— Begin Extracted records —

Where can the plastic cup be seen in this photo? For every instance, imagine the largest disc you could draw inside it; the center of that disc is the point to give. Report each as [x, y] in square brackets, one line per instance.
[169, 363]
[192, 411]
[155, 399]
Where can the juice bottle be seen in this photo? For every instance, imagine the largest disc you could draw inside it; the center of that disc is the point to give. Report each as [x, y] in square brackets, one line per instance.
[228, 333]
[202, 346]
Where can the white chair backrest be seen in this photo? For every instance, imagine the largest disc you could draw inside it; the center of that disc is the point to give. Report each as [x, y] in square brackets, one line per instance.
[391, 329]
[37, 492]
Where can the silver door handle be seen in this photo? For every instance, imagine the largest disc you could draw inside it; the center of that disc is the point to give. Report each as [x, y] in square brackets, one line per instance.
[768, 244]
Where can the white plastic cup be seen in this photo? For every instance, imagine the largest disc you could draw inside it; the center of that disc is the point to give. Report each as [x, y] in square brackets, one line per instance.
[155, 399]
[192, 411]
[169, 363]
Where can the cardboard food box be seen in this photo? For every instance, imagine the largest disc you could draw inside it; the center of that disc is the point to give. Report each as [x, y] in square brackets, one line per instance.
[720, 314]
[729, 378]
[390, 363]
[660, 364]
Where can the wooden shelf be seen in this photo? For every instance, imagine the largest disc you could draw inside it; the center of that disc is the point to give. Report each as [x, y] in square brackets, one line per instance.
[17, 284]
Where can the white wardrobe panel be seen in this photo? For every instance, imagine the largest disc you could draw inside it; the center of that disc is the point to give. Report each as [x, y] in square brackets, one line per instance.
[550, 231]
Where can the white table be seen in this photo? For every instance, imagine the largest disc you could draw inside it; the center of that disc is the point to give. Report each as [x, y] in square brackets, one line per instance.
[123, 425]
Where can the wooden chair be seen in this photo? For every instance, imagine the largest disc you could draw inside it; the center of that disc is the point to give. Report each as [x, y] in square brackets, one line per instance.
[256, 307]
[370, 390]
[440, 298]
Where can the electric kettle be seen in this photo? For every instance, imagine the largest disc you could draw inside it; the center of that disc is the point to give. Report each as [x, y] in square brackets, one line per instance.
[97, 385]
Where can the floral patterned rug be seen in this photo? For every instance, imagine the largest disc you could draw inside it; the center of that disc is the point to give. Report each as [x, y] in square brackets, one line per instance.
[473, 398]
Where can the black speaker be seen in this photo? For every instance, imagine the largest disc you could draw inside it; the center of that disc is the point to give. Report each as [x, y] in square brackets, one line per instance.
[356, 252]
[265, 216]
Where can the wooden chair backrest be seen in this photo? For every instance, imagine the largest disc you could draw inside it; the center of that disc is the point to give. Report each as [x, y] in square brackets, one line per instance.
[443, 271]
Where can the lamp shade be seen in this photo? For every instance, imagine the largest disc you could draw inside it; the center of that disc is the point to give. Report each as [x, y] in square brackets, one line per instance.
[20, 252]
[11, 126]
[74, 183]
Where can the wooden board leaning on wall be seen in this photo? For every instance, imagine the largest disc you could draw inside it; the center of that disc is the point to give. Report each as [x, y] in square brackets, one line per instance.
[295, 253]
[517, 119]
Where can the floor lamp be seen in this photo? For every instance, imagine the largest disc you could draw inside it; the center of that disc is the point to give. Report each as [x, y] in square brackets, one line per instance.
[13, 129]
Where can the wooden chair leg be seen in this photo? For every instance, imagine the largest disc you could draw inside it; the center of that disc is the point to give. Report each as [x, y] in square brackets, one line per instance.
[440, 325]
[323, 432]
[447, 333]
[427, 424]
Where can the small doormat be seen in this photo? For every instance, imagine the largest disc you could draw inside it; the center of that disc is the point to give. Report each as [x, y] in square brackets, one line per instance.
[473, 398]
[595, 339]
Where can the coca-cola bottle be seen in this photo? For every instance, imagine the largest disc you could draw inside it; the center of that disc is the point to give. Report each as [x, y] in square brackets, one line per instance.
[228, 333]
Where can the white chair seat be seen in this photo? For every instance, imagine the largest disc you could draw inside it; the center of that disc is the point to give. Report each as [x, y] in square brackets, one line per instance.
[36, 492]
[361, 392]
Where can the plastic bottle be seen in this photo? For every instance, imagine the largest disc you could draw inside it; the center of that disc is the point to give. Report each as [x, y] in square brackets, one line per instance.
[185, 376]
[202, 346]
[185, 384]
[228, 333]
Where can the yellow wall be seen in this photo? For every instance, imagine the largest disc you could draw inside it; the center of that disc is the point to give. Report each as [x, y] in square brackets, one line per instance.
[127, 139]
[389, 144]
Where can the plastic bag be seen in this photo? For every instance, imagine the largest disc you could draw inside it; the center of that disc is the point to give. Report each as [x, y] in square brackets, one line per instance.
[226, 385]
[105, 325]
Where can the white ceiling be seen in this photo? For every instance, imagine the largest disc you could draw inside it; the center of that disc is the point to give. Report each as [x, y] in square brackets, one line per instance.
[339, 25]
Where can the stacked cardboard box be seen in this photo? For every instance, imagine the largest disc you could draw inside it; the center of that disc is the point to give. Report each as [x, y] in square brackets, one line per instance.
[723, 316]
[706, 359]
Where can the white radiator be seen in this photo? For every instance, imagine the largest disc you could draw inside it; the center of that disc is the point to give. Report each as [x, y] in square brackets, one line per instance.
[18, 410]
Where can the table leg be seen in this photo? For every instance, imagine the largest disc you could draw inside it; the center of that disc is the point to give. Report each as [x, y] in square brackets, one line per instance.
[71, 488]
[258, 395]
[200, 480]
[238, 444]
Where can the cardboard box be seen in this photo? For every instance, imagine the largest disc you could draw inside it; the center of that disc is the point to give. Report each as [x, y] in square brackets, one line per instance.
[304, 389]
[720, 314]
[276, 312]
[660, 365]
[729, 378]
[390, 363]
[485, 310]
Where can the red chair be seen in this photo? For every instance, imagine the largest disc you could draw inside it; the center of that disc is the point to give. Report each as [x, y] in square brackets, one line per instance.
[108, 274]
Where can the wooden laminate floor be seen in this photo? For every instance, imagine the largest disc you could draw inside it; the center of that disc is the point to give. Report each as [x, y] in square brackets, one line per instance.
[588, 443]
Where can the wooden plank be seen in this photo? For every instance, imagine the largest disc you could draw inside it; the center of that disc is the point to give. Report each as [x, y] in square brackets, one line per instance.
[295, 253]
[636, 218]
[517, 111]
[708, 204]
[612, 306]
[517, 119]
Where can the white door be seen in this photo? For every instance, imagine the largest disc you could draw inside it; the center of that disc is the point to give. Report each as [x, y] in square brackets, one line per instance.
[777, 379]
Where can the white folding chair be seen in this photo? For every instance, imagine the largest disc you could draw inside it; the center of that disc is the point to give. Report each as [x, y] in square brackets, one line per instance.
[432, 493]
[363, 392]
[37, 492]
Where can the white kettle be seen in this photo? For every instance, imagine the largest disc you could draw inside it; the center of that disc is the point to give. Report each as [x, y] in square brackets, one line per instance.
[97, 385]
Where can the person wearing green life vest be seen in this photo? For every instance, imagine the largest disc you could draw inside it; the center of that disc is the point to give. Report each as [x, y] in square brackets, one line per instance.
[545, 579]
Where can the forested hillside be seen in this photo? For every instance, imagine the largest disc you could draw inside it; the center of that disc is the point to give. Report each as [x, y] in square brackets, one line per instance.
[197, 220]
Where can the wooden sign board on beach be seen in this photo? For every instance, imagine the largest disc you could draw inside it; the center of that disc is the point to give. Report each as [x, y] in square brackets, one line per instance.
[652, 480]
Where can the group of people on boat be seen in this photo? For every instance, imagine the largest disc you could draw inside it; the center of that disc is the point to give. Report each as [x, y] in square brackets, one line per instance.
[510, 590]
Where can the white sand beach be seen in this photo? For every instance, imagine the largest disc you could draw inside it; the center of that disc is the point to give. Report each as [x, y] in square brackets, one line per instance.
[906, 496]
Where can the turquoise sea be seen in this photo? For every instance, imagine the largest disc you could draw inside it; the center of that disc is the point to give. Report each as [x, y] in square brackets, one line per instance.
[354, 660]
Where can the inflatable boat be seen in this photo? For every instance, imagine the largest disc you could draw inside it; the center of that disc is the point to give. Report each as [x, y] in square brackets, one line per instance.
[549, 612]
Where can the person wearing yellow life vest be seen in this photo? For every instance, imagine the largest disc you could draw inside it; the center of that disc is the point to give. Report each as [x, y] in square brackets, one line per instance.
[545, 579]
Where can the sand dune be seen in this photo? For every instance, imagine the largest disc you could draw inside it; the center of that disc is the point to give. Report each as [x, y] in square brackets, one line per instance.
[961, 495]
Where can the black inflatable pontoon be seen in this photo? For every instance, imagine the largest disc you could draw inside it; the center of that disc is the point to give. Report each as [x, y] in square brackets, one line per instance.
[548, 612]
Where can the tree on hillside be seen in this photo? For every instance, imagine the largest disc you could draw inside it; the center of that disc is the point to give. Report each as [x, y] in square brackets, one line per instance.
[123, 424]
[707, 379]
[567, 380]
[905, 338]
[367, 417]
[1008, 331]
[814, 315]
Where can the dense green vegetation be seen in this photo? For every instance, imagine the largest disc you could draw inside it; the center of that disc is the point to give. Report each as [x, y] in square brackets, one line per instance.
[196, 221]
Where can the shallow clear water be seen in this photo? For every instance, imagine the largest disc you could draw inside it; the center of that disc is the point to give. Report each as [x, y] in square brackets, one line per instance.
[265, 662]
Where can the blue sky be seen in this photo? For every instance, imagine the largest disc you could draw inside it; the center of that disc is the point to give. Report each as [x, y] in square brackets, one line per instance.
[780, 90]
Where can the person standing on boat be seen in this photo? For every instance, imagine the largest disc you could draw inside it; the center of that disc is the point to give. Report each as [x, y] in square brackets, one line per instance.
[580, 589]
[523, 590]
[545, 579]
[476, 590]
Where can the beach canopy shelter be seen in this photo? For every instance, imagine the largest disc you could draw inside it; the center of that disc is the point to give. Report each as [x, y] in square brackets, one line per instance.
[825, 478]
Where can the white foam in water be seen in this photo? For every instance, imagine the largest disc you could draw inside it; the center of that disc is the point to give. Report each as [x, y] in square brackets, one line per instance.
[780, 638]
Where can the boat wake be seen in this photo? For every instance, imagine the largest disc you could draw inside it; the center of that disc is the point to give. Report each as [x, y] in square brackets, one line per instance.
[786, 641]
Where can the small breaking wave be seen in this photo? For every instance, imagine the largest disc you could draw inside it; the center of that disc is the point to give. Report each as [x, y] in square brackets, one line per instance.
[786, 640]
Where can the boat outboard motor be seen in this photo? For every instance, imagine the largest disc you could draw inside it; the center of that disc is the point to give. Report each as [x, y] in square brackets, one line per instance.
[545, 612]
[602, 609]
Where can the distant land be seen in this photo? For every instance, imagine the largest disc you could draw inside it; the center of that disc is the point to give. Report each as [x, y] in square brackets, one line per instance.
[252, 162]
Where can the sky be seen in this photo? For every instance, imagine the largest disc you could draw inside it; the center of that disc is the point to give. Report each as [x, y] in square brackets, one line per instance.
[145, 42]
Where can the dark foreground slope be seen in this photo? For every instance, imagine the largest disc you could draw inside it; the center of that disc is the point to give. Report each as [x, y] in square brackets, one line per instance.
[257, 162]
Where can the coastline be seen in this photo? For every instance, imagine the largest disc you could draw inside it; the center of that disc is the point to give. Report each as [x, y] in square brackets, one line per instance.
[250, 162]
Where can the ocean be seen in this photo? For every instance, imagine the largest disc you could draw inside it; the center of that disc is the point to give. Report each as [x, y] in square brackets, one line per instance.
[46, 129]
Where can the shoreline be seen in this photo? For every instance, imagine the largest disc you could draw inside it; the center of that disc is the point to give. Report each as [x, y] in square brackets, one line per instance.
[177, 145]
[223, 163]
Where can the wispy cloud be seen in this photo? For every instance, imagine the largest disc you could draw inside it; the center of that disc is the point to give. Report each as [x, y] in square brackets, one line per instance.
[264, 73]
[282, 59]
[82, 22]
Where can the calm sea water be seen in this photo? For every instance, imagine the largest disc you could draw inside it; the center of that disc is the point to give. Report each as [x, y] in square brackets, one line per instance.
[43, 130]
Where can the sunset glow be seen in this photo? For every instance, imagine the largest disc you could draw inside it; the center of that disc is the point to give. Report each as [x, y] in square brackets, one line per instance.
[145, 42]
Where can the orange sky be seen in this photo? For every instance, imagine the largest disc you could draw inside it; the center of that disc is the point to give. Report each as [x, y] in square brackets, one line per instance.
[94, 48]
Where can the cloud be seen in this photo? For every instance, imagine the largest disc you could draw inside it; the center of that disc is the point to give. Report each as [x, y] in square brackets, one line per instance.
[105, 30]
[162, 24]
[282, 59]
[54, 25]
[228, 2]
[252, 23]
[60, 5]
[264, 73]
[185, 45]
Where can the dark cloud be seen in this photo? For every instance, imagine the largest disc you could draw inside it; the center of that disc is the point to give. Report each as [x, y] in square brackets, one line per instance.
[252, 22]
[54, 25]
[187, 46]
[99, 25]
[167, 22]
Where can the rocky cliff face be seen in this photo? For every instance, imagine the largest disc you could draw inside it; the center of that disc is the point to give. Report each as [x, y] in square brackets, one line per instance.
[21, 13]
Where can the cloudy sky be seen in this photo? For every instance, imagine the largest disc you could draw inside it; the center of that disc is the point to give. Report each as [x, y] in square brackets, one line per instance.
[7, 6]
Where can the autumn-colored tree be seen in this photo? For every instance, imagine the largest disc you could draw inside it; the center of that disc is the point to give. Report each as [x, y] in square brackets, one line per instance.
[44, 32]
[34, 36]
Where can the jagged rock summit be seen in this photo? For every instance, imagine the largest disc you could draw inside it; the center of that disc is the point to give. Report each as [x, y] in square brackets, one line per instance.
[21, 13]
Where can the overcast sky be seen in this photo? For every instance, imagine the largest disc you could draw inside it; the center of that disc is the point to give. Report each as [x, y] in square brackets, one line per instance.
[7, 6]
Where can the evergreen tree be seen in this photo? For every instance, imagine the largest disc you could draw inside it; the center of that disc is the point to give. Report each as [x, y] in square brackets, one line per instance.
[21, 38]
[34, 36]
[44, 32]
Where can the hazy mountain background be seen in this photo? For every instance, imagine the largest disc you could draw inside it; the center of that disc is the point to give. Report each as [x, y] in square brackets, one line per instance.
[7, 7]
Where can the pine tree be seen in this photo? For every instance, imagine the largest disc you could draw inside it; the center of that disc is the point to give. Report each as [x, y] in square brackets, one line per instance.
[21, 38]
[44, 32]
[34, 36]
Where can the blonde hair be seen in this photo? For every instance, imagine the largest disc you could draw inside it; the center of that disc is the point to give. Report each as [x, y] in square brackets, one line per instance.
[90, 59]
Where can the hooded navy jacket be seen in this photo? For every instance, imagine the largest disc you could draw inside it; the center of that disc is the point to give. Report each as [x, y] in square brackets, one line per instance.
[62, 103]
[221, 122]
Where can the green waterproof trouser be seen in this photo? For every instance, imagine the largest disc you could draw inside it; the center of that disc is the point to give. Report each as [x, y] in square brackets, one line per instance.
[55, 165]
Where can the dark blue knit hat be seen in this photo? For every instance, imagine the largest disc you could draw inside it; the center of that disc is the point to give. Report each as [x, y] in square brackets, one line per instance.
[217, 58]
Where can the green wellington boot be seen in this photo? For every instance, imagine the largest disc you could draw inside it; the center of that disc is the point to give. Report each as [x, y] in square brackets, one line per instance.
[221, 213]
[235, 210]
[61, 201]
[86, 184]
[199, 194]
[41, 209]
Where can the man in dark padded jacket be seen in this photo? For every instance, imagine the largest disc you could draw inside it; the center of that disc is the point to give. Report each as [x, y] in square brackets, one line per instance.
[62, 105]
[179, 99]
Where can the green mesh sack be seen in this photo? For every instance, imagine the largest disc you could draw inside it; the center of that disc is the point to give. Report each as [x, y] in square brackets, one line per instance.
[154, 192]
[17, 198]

— End Extracted records —

*Aim:*
Reproduce exactly, with nothing added, the lines from the one that contains "Where can the green wellington" to the end of the data.

*Correct response:*
Where can the green wellington boot be seen in this photo? For every instance, imagine the largest disc you could draw inside it; the center of that disc is the point to give. Report each as [x, y] in square brackets, one line per instance.
[221, 213]
[235, 210]
[61, 201]
[86, 184]
[199, 194]
[41, 209]
Where can the man in dark padded jacket be seen in this photo? For every instance, imagine the largest disc you could draw inside it; the center of that disc is the point to give. Report each as [x, y] in square brackets, one line per instance.
[62, 105]
[179, 99]
Where can the green mesh sack be seen in this photo? For every instance, imagine the largest disc you could draw inside it; the center of that disc is the point to give. Report each as [x, y] in square brackets, one line per instance.
[154, 192]
[17, 198]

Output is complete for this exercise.